** SOURCE EXTRACT **
* * * * * * * * *

Speaking at the UN: From Local Smog to Global Climate Policy

UN · SB62 · Bonn · Youth Delegate

Speaking at the UN

From local smog to global climate policy — how a high school researcher ended up advocating for atmospheric science on the world stage.

From Chongqing to Bonn

In June 2025, I traveled to Bonn, Germany, to speak at the UN Climate Change Conference SB62. What began as a personal response to air pollution in my hometown became a policy argument heard by international delegates.

The Long Road to the Podium

Growing up in Chongqing, I wore dust masks daily. The fog was not poetic — it was particulate matter settling into lungs. Years later, meeting Uncle Deng in a Pingxiang coal mine, his lungs scarred by pneumoconiosis, taught me that air pollution is not an abstract statistic. It is a matter of life and death.

My research on atmospheric stability and pollution corridors in Shanghai street canyons started as a technical question: does the atmosphere trap or dilute pollutants? But as the data accumulated, I realized the answer had policy implications. Stable atmospheric conditions can increase residential exposure by 30–50%. Cities need stability-specific ventilation strategies, not just emission caps.

At SB62, I argued for exactly that. The UN conference was a whirlwind of formal sessions, side events, and corridor conversations with youth delegates from Kenya, India, Brazil, and Germany. What struck me most was how local each person’s climate story was — and how universal the structural barriers remain.

What I Learned

The most important lesson was methodological humility. Policymakers do not need more beautiful CFD contours; they need actionable, validated recommendations tied to real urban budgets. By combining simulation, physical experiment, and LLM-driven tools, I learned that robust environmental science requires triangulation — and that advocacy without rigor is just noise.

My next step is a field campaign using portable sensors and drone platforms to capture the mesoscale gap between fixed monitoring stations and building-scale models. The UN stage was not a destination — it was a checkpoint.

The best science does not stay in the lab. It walks into policy rooms and demands to be heard.

* * * * * * * * *

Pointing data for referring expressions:
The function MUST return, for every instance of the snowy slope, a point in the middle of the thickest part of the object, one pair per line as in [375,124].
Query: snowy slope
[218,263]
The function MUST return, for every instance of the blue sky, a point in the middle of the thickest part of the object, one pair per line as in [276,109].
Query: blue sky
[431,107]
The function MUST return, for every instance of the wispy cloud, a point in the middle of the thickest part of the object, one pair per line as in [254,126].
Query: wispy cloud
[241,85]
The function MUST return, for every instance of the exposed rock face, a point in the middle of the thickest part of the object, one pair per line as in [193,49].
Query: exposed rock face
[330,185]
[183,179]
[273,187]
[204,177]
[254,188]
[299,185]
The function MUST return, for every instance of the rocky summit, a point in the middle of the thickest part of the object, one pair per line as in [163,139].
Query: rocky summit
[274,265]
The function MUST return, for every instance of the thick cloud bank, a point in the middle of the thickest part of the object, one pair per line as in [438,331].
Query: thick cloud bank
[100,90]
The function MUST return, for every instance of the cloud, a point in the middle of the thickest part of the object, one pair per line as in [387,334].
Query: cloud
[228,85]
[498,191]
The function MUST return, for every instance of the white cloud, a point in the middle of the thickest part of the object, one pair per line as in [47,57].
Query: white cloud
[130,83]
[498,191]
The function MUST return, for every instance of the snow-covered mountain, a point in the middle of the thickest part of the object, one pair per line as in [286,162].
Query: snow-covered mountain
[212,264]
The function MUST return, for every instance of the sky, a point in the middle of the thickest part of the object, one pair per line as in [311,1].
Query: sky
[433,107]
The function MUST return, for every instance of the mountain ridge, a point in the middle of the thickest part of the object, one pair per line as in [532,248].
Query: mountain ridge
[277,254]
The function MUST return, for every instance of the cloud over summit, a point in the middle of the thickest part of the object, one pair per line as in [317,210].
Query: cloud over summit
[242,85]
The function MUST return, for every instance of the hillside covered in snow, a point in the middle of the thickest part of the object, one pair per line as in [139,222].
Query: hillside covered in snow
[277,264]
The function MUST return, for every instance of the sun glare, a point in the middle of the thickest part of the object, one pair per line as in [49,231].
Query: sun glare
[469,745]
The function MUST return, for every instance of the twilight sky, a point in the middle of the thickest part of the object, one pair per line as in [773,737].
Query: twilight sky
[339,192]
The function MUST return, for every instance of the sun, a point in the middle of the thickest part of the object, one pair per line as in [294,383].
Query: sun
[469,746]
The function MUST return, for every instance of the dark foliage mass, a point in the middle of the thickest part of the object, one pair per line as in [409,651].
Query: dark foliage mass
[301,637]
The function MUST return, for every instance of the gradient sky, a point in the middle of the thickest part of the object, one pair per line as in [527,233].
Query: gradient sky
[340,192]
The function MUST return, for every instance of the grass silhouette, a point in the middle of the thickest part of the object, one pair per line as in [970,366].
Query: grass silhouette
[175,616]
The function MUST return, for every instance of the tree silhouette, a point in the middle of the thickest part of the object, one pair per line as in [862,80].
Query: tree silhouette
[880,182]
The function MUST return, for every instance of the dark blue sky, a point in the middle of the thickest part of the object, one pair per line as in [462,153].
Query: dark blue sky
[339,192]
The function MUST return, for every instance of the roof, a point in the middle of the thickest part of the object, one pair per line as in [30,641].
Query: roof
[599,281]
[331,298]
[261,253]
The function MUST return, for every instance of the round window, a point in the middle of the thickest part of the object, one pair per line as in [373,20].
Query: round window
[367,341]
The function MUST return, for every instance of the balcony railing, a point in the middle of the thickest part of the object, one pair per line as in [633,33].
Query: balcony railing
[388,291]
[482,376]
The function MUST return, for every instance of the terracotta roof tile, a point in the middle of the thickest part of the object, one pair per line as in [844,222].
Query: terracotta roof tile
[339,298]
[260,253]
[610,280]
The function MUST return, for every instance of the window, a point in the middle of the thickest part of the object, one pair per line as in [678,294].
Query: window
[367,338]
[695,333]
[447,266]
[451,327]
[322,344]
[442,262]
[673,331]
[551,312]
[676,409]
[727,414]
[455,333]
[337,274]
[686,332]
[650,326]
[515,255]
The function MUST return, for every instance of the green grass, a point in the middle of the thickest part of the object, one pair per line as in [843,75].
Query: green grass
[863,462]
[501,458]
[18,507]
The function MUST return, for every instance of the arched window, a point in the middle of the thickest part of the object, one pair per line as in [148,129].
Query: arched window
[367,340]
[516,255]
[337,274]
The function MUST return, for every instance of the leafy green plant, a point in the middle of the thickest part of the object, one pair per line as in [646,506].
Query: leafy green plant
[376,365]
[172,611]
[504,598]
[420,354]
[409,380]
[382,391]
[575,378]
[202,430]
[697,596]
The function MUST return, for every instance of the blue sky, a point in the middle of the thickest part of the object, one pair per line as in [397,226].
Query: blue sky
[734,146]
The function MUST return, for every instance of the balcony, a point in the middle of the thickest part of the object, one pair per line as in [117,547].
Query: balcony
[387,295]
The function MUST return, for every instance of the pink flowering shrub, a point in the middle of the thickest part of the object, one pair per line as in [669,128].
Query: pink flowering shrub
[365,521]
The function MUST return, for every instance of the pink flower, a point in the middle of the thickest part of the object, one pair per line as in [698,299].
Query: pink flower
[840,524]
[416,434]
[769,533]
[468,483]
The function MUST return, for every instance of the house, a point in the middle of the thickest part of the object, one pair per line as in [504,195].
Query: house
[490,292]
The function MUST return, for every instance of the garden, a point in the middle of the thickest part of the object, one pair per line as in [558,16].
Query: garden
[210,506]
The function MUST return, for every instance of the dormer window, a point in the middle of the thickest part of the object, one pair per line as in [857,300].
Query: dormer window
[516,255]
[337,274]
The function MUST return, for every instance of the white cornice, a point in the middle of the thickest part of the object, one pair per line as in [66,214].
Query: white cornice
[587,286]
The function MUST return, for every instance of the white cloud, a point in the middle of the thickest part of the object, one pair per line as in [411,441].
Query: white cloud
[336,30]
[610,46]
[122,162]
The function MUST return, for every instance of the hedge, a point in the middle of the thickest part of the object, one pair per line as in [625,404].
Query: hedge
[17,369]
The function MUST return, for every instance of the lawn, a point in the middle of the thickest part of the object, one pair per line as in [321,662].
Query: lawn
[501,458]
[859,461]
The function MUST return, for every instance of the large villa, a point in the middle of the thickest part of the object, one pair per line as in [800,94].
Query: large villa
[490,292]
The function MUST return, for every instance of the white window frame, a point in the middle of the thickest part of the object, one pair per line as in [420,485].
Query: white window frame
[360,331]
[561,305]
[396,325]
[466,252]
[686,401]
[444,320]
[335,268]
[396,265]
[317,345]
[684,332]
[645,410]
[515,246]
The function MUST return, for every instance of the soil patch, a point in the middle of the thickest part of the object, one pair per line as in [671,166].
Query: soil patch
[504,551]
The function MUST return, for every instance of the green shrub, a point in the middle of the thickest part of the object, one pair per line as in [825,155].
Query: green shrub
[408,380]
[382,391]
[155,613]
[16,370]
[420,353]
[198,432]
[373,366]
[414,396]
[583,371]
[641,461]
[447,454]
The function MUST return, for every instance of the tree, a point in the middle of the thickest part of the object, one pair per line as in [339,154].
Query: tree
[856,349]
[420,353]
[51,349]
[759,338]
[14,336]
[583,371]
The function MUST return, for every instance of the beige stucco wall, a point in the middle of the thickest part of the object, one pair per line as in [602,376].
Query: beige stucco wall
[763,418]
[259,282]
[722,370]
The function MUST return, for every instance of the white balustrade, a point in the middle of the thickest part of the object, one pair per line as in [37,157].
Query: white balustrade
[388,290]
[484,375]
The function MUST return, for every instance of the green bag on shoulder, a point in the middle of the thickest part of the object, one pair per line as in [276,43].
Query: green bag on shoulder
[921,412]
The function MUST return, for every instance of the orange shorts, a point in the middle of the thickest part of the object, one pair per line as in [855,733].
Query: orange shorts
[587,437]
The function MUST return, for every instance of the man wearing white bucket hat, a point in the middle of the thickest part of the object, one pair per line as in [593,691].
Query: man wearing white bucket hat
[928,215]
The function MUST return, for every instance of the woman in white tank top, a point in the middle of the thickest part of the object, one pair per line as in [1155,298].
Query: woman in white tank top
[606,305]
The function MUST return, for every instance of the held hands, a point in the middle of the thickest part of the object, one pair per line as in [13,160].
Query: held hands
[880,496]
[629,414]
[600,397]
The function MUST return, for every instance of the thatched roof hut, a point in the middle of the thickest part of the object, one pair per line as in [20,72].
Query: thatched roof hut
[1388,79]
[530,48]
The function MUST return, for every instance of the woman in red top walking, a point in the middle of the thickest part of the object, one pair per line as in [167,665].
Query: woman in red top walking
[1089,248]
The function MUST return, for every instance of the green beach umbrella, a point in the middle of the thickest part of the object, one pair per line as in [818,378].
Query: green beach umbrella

* * * * * * * * *

Reproduce, word for word, the stretch of the piece on speaking at the UN from "Speaking at the UN: From" through "the world stage.". The entries are not needed for any of this.

** RESULT OF THIS TASK **
Speaking at the UN: From Local Smog to Global Climate Policy

UN · SB62 · Bonn · Youth Delegate

Speaking at the UN

From local smog to global climate policy — how a high school researcher ended up advocating for atmospheric science on the world stage.